TEXTO DE LEITURA:
+---+

O império da mentira parece não ter limites. Veja-se o caso de Lula. Minutos após ter suas condenações pelo triplex e pelo sítio em Atibaia invalidadas pelo ministro Fachin, fazendo pose de estadista ele proferiu uma mentira que o futuro certamente lembrará como um notável paradoxo. Afirmou ter sido “vítima da pior mentira jurídica de nossa história”. Proferiu, portanto, uma mentira que se autodesmente, como na história do cachorro correndo atrás de seu próprio rabo. Mesmo o período de um ano e meio em que esteve preso em Pinheirais é uma grande mentira, pois esteve confortavelmente instalado, com direito a televisão e a visitas de seus advogados e outras pessoas. Lula sabe muito bem que, no espaço de dois ou três meses, sob os governos militares, muita gente sofreu centenas de vezes mais do que ele.
Lembremos, contudo, que algumas das piores coisas que ouvimos ultimamente não são mentiras. Minutos após ser empossado como presidente da Câmara dos Deputados, o deputado Arthur Lira (PP-Alagoas) manifestou sua intenção de restabelecer a coligação entre partidos nas eleições legislativas. Essa, sim, é de cabo de esquadra.
A revogação das coligações (efetivada na reforma de 2017) foi a única medida séria que logramos aprovar no terreno da reforma política em mais de 30 anos de tentativas. A referida modalidade de coligação era uma evidente fraude da vontade do eleitor e da consistência que temos o direito de esperar dos partidos políticos. Minigrupos que, isoladamente, não conseguiriam atingir o chamado quociente eleitoral, habilitando-se a participar da distribuição das cadeiras, aliavam-se – como se fossem um partido! – a fim de atingi-lo. Concretizado esse objetivo espúrio, separavam-se, juntavam-se a outros e faziam o que bem entendiam com a parcela da representação popular que supostamente teriam angariado.
A vedação das coligações foi aplicada na eleição municipal de 2020, com resultados por enquanto modestos, mas positivos.

+---+

QUESTÕES DE ESTUDO:
A - Segundo o texto sobre Lula e as coligações partidárias, em qual eleição a vedação das coligações foi aplicada?
B - Escreva a continuação do texto sobre Lula e as coligações partidárias a partir da última frase apresentada.
As linhas apresentadas a seguir não têm relação com o texto sobre Lula e as coligações partidárias.

[Dados de ancoragem de texto em regiões]
+---+

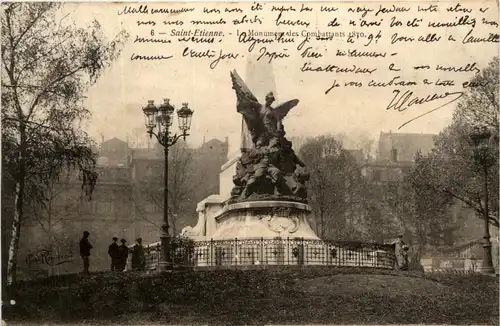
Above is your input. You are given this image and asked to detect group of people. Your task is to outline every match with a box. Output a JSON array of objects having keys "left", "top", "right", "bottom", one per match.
[
  {"left": 80, "top": 231, "right": 146, "bottom": 275},
  {"left": 108, "top": 237, "right": 146, "bottom": 272}
]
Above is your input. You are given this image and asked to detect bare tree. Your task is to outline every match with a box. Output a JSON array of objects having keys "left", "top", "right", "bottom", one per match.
[{"left": 1, "top": 2, "right": 129, "bottom": 284}]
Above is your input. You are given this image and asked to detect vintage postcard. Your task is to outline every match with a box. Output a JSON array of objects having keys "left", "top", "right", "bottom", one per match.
[{"left": 1, "top": 0, "right": 500, "bottom": 325}]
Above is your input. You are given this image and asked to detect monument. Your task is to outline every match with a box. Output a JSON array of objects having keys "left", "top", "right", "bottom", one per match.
[
  {"left": 182, "top": 59, "right": 319, "bottom": 240},
  {"left": 173, "top": 61, "right": 394, "bottom": 269}
]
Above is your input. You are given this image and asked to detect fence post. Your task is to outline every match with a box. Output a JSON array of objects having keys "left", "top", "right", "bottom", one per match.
[
  {"left": 299, "top": 237, "right": 306, "bottom": 265},
  {"left": 231, "top": 238, "right": 240, "bottom": 265},
  {"left": 208, "top": 238, "right": 214, "bottom": 266},
  {"left": 286, "top": 237, "right": 293, "bottom": 265},
  {"left": 259, "top": 237, "right": 264, "bottom": 265}
]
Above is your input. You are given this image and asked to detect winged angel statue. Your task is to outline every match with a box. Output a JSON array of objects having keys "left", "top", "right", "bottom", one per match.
[
  {"left": 231, "top": 71, "right": 309, "bottom": 202},
  {"left": 231, "top": 70, "right": 299, "bottom": 149}
]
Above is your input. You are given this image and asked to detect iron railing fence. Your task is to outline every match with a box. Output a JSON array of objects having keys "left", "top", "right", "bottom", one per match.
[{"left": 135, "top": 238, "right": 396, "bottom": 270}]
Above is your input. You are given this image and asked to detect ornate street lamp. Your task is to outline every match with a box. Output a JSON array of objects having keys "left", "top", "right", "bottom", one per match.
[
  {"left": 470, "top": 128, "right": 495, "bottom": 274},
  {"left": 142, "top": 99, "right": 193, "bottom": 271}
]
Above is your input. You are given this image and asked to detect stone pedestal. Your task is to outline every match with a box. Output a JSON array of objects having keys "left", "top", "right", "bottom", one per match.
[{"left": 211, "top": 200, "right": 319, "bottom": 240}]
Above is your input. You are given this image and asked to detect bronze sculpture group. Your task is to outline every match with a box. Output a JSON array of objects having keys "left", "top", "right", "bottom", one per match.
[{"left": 231, "top": 71, "right": 309, "bottom": 202}]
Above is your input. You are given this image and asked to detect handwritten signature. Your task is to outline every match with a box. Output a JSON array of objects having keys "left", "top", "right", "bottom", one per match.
[
  {"left": 386, "top": 89, "right": 464, "bottom": 130},
  {"left": 26, "top": 249, "right": 74, "bottom": 268}
]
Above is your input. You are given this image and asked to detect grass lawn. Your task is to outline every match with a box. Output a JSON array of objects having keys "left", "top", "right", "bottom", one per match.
[{"left": 2, "top": 270, "right": 499, "bottom": 325}]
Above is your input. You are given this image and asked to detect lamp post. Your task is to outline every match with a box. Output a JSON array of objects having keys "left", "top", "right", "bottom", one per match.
[
  {"left": 142, "top": 99, "right": 193, "bottom": 272},
  {"left": 470, "top": 128, "right": 495, "bottom": 274}
]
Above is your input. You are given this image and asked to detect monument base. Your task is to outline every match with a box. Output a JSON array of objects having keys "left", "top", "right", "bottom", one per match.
[{"left": 210, "top": 200, "right": 319, "bottom": 240}]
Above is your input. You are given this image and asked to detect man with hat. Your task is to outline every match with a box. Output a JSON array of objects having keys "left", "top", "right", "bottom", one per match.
[
  {"left": 80, "top": 231, "right": 92, "bottom": 275},
  {"left": 118, "top": 239, "right": 128, "bottom": 272},
  {"left": 108, "top": 237, "right": 119, "bottom": 271},
  {"left": 132, "top": 238, "right": 146, "bottom": 271}
]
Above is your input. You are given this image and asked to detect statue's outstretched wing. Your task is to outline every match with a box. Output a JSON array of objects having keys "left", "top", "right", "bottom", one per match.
[
  {"left": 274, "top": 99, "right": 299, "bottom": 120},
  {"left": 231, "top": 70, "right": 264, "bottom": 142}
]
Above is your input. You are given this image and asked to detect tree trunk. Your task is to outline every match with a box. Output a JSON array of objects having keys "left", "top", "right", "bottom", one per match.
[
  {"left": 7, "top": 123, "right": 26, "bottom": 286},
  {"left": 7, "top": 178, "right": 24, "bottom": 285}
]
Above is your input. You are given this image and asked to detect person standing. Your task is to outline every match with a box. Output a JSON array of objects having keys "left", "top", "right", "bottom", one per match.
[
  {"left": 80, "top": 231, "right": 93, "bottom": 275},
  {"left": 132, "top": 238, "right": 146, "bottom": 271},
  {"left": 118, "top": 239, "right": 128, "bottom": 272},
  {"left": 108, "top": 237, "right": 119, "bottom": 271}
]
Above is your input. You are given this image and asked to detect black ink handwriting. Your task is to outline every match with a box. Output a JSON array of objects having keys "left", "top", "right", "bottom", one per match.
[{"left": 130, "top": 53, "right": 173, "bottom": 61}]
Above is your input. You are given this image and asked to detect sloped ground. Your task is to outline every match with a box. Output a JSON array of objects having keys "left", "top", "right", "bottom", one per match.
[{"left": 4, "top": 268, "right": 499, "bottom": 325}]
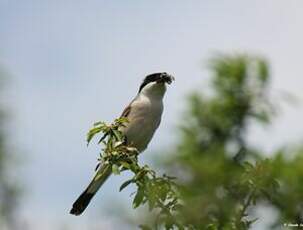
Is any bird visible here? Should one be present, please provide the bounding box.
[70,72,175,216]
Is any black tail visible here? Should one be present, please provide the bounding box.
[70,165,111,216]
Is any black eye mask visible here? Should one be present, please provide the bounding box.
[139,73,174,92]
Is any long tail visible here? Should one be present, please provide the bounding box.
[70,165,112,216]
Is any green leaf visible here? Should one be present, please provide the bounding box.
[133,187,144,208]
[112,164,120,175]
[119,179,134,192]
[139,225,152,230]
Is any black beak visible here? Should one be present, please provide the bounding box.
[158,73,175,84]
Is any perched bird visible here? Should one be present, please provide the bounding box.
[70,73,174,215]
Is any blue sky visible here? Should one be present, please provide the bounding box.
[0,0,303,229]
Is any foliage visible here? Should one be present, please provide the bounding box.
[88,55,303,230]
[87,118,182,229]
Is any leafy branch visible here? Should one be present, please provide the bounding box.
[87,118,184,230]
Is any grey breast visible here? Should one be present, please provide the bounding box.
[121,94,163,152]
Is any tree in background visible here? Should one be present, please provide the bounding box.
[147,55,303,229]
[0,68,19,229]
[94,55,303,230]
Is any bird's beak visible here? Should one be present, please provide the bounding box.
[159,74,175,84]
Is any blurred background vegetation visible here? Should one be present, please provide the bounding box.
[0,55,303,229]
[121,55,303,230]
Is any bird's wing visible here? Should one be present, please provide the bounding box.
[120,102,132,117]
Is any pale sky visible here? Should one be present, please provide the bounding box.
[0,0,303,230]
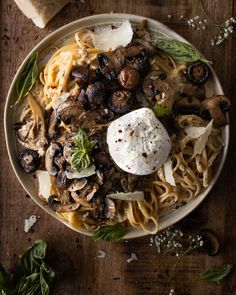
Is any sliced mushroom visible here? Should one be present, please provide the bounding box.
[82,211,99,226]
[55,170,70,190]
[48,195,81,213]
[68,178,88,192]
[71,67,97,87]
[105,198,116,219]
[86,81,106,106]
[126,56,151,76]
[179,78,206,100]
[48,97,86,139]
[71,182,99,207]
[143,70,166,97]
[45,142,62,176]
[201,95,231,126]
[174,96,201,114]
[19,149,40,173]
[97,53,117,81]
[108,90,134,114]
[186,61,210,85]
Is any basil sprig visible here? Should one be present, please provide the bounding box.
[92,223,126,241]
[70,128,97,171]
[153,38,211,63]
[202,264,233,282]
[0,240,57,295]
[15,52,38,105]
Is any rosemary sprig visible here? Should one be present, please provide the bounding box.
[92,223,126,241]
[201,264,233,283]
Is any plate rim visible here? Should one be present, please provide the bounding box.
[4,13,230,239]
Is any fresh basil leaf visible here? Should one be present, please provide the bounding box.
[0,263,14,295]
[19,240,47,274]
[201,264,233,282]
[70,128,96,171]
[92,223,126,241]
[153,103,169,118]
[15,52,38,105]
[153,38,211,63]
[40,262,56,295]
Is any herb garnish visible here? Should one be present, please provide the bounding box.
[0,240,57,295]
[153,38,210,63]
[70,128,97,171]
[201,264,233,283]
[153,103,168,118]
[15,52,38,104]
[92,223,126,241]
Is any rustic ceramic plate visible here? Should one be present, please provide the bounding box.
[4,14,229,239]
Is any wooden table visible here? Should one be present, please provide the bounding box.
[0,0,236,295]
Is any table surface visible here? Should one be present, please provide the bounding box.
[0,0,236,295]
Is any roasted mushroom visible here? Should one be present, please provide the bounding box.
[68,178,88,192]
[201,95,231,126]
[71,67,97,87]
[186,61,210,85]
[19,149,40,173]
[199,229,220,256]
[174,96,201,114]
[55,170,70,190]
[48,195,81,213]
[86,82,106,106]
[126,50,151,76]
[97,53,117,81]
[71,182,99,207]
[143,70,166,97]
[108,90,134,114]
[48,97,86,139]
[118,67,140,90]
[45,142,62,176]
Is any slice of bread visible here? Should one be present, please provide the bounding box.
[15,0,69,28]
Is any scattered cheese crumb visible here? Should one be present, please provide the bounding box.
[126,253,138,263]
[97,250,106,259]
[24,215,40,233]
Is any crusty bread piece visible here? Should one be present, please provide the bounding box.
[15,0,69,28]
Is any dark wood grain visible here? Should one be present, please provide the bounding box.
[0,0,236,295]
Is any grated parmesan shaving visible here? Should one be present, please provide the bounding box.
[164,158,176,186]
[36,170,51,200]
[126,253,138,263]
[92,20,133,51]
[185,119,213,157]
[52,92,70,110]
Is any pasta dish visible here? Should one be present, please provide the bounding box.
[16,21,230,234]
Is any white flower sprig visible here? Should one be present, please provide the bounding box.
[150,227,203,295]
[180,0,236,46]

+---+

RESPOSTAS DOS EXERCÍCIOS:
A - Na eleição municipal de 2020.

B -
A intenção externada pelo presidente da Câmara é um péssimo augúrio. Sugere que uma parte da classe política persiste na obtusidade que a caracteriza há várias legislaturas. Que não compreende que o Brasil precisa de uma reforma política séria e abrangente, sob pena de não lograr o impulso necessário para retomar o crescimento econômico e a busca do bem-estar. Nesse mister, não estamos lutando para evitar um retrocesso, estamos metidos até o pescoço num retrocesso gravíssimo, que implica nossa permanência num nível de pobreza avultante por toda uma geração. Tal reforma terá de ser feita, cedo ou tarde, e num contexto preocupante. Trata-se de uma reforma difícil, que por certo envolverá alterações constitucionais, portanto, um desafio de grande monta para a atual geração política, sabidamente mediana.
Trinta e cinco anos atrás, no Congresso Constituinte, qualquer cidadão informado não precisaria de mais que cinco minutos para apontar dez, quinze ou vinte líderes de expressão nacional. Falo da qualidade de tais líderes, não da ideologia de tal ou qual. De A a Z, dispúnhamos de figuras públicas habilitadas a representar a sociedade nos escalões mais altos. Lá estavam Ulysses Guimarães, Franco Montoro, Mário Covas, Roberto Campos, Delfim Netto, Fernando Henrique Cardoso.
Hoje, se me permitem um breve resumo, temos um cenário extremamente preocupante para as próximas duas ou três décadas e uma classe política, ao que tudo indica, despreparada para enfrentar esse magno desafio.